Job a =>
Answer these questions using the passage on the Gaza peace plan below, please:
(i) Within how many hours must Hamas release all Israeli detainees?
(ii) For each hostage released, how many Palestinians' remains will Israel release?
(iii) What temporary force does the plan call for to support newly trained Palestinian police?
-- START OF Passage given --
In addition, “Trump’s Plan” combines the goal of ending the war in the Gaza Strip with post-war arrangements within a unified framework—thus moving beyond the three-phase model that characterized most previous proposals, particularly “Biden’s Plan.” This peace plan begins with an immediate ceasefire, followed by Hamas’s release of all Israeli detainees held in the Gaza Strip (both living and deceased) within 72 hours.

This step serves as the cornerstone for implementing the remaining provisions. The first step is to be followed by Israel’s release of 250 Palestinians serving life sentences, in addition to 1,700 residents of Gaza who were arrested after October 7, 2023. For every hostage released, Israel will release the remains of 15 Palestinians from Gaza. The plan also stipulates the entry of humanitarian aid—to be delivered through the United Nations, its agencies, and the Red Crescent—in quantities meeting at least the minimum levels agreed upon in the January 19 multi-phase ceasefire and hostage deal that was broken by renewed Israeli airstrikes on March 18.

Regarding post-war arrangements, the new plan excludes any role for Hamas in governing the Gaza Strip but grants amnesty to every member who commits to peaceful coexistence and disarmament. It also provides safe passage for those members wishing to leave Gaza and reside in host countries.

This plan includes conditions for the surrender of weapons and the destruction of all military infrastructure, including tunnels and weapons production facilities. As an alternative to Hamas’s rule, the plan proposes the establishment of a non-political Palestinian technocratic committee and an International Peace Council composed of global leaders.

It also calls for the deployment of a temporary International Stabilization Force (ISF) to support newly trained Palestinian police forces in parallel with the gradual, three-phase withdrawal of the Israeli army until it is repositioned within the buffer zone.
-- END OF Passage given --
-- START OF Record extracts --
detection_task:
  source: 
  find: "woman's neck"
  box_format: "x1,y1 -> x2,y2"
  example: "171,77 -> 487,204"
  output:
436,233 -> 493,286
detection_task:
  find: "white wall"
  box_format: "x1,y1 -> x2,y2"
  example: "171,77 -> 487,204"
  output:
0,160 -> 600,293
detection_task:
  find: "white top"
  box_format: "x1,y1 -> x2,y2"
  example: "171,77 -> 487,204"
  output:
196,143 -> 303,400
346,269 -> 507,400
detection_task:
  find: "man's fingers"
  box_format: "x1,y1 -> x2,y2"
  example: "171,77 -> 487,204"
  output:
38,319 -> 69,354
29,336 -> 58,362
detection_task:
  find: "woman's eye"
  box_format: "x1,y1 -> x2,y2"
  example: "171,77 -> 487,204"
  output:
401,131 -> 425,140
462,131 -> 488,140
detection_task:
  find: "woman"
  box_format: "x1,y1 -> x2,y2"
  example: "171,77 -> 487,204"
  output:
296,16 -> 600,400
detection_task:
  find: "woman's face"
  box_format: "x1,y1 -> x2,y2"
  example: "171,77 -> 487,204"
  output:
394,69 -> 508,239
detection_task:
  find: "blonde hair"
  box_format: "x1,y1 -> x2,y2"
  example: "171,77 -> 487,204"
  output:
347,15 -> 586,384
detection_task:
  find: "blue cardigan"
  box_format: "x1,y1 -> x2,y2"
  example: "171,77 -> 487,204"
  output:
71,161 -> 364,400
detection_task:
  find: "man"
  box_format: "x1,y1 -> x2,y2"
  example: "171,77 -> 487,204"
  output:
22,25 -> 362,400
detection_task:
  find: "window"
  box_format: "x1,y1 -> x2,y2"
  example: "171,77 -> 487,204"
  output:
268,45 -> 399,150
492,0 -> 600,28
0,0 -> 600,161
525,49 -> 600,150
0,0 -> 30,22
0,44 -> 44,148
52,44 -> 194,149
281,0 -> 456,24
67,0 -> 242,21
-- END OF Record extracts --
Job b => Transcribe all of the records above exactly, line by line.

Output a =>
(i) Within 72 hours.
(ii) The remains of 15 Palestinians from Gaza.
(iii) A temporary International Stabilization Force (ISF).

Output b =>
detection_task:
  source: 
  find: "woman's neck"
  box_format: "x1,y1 -> x2,y2"
  example: "171,77 -> 487,204"
  output:
436,233 -> 493,286
detection_task:
  find: "white wall"
  box_format: "x1,y1 -> x2,y2"
  example: "171,77 -> 487,204"
  output:
0,160 -> 600,293
detection_task:
  find: "white top"
  box_format: "x1,y1 -> x2,y2"
  example: "171,77 -> 487,204"
  output:
196,143 -> 303,400
346,269 -> 507,400
detection_task:
  find: "man's fingers"
  box_format: "x1,y1 -> x2,y2"
  example: "171,77 -> 487,204"
  output:
38,319 -> 69,354
29,336 -> 58,362
detection_task:
  find: "woman's eye"
  box_format: "x1,y1 -> x2,y2"
  example: "171,77 -> 487,204"
  output:
401,131 -> 425,140
462,131 -> 488,140
detection_task:
  find: "woman"
  box_format: "x1,y1 -> x2,y2"
  example: "171,77 -> 487,204"
  output:
296,16 -> 600,400
detection_task:
  find: "woman's face"
  box_format: "x1,y1 -> x2,y2"
  example: "171,77 -> 487,204"
  output:
394,69 -> 508,239
detection_task:
  find: "blonde hair"
  box_format: "x1,y1 -> x2,y2"
  example: "171,77 -> 487,204"
  output:
347,15 -> 586,384
detection_task:
  find: "blue cardigan"
  box_format: "x1,y1 -> x2,y2"
  example: "171,77 -> 487,204"
  output:
71,161 -> 364,400
detection_task:
  find: "man"
  box_format: "x1,y1 -> x2,y2"
  example: "171,77 -> 487,204"
  output:
22,25 -> 362,400
detection_task:
  find: "window"
  box_format: "x1,y1 -> x2,y2"
  example: "171,77 -> 487,204"
  output:
268,45 -> 399,150
492,0 -> 600,28
0,0 -> 600,161
525,49 -> 600,150
0,0 -> 30,22
0,44 -> 44,148
52,44 -> 194,149
281,0 -> 456,24
67,0 -> 242,21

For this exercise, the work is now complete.